Which of the lines below contain the string "field"? Pull out every such line, and treat uppercase and lowercase as different.
# DATA FOR THIS TASK start
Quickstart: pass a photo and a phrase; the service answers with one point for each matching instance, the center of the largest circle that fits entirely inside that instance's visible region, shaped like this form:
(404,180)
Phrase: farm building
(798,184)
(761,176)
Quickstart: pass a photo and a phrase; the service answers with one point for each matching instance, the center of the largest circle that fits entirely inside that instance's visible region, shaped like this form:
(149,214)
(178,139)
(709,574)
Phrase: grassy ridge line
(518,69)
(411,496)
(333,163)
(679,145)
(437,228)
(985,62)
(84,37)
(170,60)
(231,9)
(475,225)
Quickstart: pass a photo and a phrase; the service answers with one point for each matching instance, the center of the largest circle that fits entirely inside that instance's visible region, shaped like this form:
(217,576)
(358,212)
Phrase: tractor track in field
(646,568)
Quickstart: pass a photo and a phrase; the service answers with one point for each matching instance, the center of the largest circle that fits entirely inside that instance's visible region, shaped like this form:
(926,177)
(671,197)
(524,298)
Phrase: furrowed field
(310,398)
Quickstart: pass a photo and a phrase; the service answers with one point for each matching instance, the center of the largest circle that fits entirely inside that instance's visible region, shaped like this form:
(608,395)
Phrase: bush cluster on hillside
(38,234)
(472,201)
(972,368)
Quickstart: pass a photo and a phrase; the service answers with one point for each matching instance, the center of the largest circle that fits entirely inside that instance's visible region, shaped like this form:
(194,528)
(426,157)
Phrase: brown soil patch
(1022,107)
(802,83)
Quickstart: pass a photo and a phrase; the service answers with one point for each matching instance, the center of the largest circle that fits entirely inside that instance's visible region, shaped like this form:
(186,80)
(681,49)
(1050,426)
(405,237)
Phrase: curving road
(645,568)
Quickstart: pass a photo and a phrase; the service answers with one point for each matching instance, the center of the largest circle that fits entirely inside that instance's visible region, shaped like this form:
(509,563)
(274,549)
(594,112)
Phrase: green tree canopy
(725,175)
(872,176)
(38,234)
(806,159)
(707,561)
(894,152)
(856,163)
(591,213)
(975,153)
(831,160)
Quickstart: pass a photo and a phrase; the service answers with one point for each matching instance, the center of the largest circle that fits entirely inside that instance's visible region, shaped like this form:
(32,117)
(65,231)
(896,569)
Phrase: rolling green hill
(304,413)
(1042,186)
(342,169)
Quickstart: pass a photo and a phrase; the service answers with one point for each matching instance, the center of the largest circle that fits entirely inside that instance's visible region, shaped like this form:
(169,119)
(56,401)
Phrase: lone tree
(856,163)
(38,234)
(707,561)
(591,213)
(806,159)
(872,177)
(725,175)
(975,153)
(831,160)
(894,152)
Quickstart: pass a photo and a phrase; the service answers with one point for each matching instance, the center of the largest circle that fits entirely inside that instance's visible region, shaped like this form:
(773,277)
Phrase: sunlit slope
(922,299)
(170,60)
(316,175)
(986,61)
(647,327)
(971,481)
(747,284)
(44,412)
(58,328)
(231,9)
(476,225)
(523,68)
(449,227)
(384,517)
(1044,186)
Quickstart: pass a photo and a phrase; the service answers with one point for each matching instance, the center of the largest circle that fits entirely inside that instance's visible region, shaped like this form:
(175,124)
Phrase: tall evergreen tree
# DATA FOR THIS TASK end
→ **TASK SOLUTION**:
Phrase: tractor track in field
Phrase: furrowed field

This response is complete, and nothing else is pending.